EXERCISE DESCRIPTION: Reproduce all the rows below, requests included, with every point coordinate in the answers scaled by 2.2 and rounded to whole numbers, halves rounded up. Keep the sample coordinates in the requests unchanged, and leave the pictures out.

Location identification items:
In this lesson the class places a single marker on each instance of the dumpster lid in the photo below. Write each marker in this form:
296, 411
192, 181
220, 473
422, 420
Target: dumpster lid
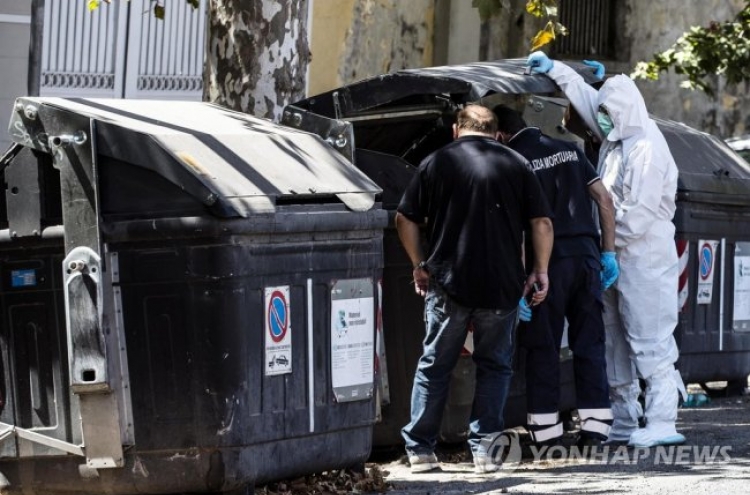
249, 163
706, 164
467, 82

FULL SOLUTION:
In this lesson the class places a single marker on each instance of the dumpster lid in the photo below. Write each marker in this form:
296, 411
192, 181
220, 473
422, 420
Target: dumpster lid
548, 359
1553, 361
1027, 180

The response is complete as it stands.